The answer is all of the data, repeated exactly.

Stored records
- Opening Delimiter -
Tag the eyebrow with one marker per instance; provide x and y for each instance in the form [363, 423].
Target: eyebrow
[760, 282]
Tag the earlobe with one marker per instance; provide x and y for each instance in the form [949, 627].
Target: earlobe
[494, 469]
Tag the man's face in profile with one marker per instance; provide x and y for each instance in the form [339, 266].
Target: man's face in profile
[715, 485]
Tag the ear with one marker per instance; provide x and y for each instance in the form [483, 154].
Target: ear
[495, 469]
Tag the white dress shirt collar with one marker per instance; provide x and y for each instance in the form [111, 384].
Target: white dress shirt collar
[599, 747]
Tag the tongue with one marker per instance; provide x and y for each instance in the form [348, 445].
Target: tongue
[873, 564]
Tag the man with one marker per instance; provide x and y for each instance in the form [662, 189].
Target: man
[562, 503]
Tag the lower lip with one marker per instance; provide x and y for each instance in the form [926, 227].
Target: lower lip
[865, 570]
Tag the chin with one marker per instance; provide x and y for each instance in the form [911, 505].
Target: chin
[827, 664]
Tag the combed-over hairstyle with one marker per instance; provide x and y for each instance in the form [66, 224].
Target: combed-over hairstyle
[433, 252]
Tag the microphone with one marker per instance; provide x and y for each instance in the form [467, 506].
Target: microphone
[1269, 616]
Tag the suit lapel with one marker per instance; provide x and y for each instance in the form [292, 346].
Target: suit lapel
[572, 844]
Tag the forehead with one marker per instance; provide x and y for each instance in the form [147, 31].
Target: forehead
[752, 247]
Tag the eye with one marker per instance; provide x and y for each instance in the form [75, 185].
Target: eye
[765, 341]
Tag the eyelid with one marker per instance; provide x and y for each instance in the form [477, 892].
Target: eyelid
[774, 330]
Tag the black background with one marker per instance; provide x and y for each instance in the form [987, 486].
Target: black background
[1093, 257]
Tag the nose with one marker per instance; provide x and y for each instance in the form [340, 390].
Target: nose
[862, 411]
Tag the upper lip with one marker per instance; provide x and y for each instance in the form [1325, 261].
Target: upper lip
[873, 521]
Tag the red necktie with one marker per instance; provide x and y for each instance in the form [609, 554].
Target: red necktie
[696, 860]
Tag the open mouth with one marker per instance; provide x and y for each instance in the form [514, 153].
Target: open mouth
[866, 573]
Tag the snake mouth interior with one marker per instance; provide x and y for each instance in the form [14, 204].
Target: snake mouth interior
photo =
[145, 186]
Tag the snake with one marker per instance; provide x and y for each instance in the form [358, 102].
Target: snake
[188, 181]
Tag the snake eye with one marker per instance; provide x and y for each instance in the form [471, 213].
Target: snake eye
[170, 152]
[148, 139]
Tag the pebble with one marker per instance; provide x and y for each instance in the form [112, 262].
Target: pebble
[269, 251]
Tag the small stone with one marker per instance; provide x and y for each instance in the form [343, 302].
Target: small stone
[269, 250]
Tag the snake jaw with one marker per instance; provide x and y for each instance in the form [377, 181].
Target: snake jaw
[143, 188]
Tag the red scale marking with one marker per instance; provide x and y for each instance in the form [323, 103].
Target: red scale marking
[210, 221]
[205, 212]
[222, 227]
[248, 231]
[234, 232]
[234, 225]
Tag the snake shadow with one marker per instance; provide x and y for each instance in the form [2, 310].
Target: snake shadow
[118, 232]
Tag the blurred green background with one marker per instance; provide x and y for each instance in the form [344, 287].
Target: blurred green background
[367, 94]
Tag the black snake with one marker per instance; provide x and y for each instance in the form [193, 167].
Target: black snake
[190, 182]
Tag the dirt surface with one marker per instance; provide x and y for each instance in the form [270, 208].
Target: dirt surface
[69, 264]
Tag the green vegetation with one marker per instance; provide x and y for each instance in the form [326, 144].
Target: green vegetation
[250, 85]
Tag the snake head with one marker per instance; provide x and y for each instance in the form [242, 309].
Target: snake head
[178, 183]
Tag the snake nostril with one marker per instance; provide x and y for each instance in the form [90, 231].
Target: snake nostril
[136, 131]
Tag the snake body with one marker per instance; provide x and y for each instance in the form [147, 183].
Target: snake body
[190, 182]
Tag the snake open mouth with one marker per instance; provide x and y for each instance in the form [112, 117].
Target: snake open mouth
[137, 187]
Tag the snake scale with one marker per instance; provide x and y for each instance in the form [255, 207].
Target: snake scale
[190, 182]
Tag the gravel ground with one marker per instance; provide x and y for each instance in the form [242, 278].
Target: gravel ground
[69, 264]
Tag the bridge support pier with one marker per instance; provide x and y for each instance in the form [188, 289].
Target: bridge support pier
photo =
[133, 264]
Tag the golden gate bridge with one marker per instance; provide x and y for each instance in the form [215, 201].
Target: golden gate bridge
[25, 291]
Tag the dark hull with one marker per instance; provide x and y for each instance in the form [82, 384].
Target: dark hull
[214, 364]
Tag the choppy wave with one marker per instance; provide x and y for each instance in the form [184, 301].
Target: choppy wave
- Closing Delimiter -
# [Answer area]
Tag the eyebrow with one marker per instance; provide x and y for each instance in the form [363, 423].
Target: eyebrow
[760, 282]
Tag the earlobe with one marker per instance; provide x and y for each instance in the form [949, 627].
Target: earlobe
[494, 469]
Tag the man's face in profile with one marker per instance; provide x and y for each instance in the form [339, 266].
Target: man's face in profile
[715, 485]
Tag the ear with one marker per instance; provide x and y for each instance in the form [483, 154].
Target: ear
[495, 469]
Tag the white dress shirt collar with one marker per instance; provide x and y for each instance in the form [111, 384].
Target: white dress shirt collar
[599, 747]
Tag the tongue with one marker per instance; provide x and y for each instance in the form [348, 445].
Target: tongue
[873, 564]
Tag the man with one marker per instance; provide x and y for each instance in the form [662, 189].
Target: man
[562, 503]
Tag the lower lip with one marker per instance; provide x and y for each instance in the form [926, 227].
Target: lower lip
[865, 570]
Tag the chin with one marker per instance; provide x and y for each instance in the form [911, 505].
Target: chin
[827, 664]
Tag the combed-over hairstyle with one marker per instance; provide x and y for each instance in the form [66, 224].
Target: combed-over hairstyle
[433, 252]
Tag the microphone with one marker per instance; provide x and y for each instance in the form [467, 506].
Target: microphone
[1269, 616]
Tag the suit lapel with one marker per instance; provide x and y for each instance in the form [292, 346].
Target: suit lapel
[572, 844]
Tag the forehead with one marker per instance; provide x and y for each instance in the form [147, 31].
Target: forehead
[752, 247]
Tag the eye with one marker per instance; provide x and y for each instance in the form [75, 185].
Target: eye
[765, 341]
Tag the eyelid with one marker per instance; provide x and y for each instance in the form [477, 892].
Target: eyelid
[774, 330]
Tag the black background with one marker per instance; provide x and y for each instance in the form [987, 486].
Target: black background
[1093, 257]
Tag the nose with one marker per instance; provide x and y for each instance in the form [340, 390].
Target: nose
[862, 411]
Tag the upper lip with one marker per instance; provide x and y for each instance in the form [1325, 261].
Target: upper lip
[873, 521]
Tag the red necktie with one marker per instance; provide x and y for each instance in the form [609, 554].
Target: red necktie
[696, 860]
Tag the open mouth with one marker per instance; provide x and y for each instance in the form [514, 153].
Target: open mouth
[866, 573]
Tag the snake mouth interior with one marker per instance; provide x and y for each instance in the form [14, 204].
Target: snake mouth interior
photo =
[145, 186]
Tag the snake with one marker per instance; provide x and y for each instance in the form [358, 102].
Target: snake
[188, 181]
Tag the snake eye with one marker per instance; provide x and y for each instance in the form [471, 213].
Target: snake eye
[170, 152]
[148, 139]
Tag the pebble with one marker per instance; provide x and y for each instance in the form [112, 262].
Target: pebble
[269, 251]
Tag the small stone with one marker per instance; provide x and y for each instance in the form [343, 302].
Target: small stone
[269, 250]
Tag the snake jaw with one marker per instance; provide x and y for each instance in the form [377, 181].
Target: snake jaw
[143, 188]
Tag the red scale marking with one marker per instance; provide x and y for each instance in the form [323, 103].
Target: red scale marking
[210, 221]
[205, 212]
[222, 227]
[248, 231]
[234, 232]
[234, 225]
Tag the snake shadow with one marker per instance; provide x and y for each instance in the form [2, 310].
Target: snake shadow
[118, 232]
Tag the blurred green background with one marker per instance; provide x and y for each instance in the form [344, 287].
Target: blurred green background
[367, 94]
Tag the black snake with one marker per instance; provide x and y for each instance in the form [193, 167].
Target: black snake
[190, 182]
Tag the dirt surface with one marker per instance; provide x and y for each instance in the form [270, 208].
Target: dirt surface
[69, 264]
Tag the green vegetation with one marker per instance; provide x and y for each instance in the form [326, 144].
Target: green vegetation
[250, 85]
Tag the snake head with one marker per instance; provide x and y for each instance in the form [242, 309].
Target: snake head
[178, 183]
Tag the snake nostril with one marker per instance; provide x and y for each instance in the form [90, 231].
Target: snake nostril
[136, 131]
Tag the snake body with one marker per instance; provide x and y for each instance in the form [147, 183].
Target: snake body
[190, 182]
Tag the snake open mouth with one marker per instance; provide x and y for each instance in the form [112, 117].
Target: snake open mouth
[137, 187]
Tag the snake scale with one marker per instance; provide x and y for each instance in the form [255, 207].
Target: snake scale
[190, 182]
Tag the gravel ground with one marker per instance; provide x and y for each instance in the form [242, 278].
Target: gravel ground
[69, 264]
Tag the bridge support pier with one marker per instance; provide x and y for each instance in the form [188, 289].
Target: bridge support pier
photo =
[133, 264]
Tag the golden gate bridge with one marker per instance; provide x and y for each instance in the form [215, 201].
Target: golden gate bridge
[25, 291]
Tag the dark hull with one marker per instance; provide x and y for each instance in the form [82, 384].
Target: dark hull
[214, 364]
Tag the choppy wave with one marker per instance; provide x and y for each instance in the form [184, 301].
Target: choppy wave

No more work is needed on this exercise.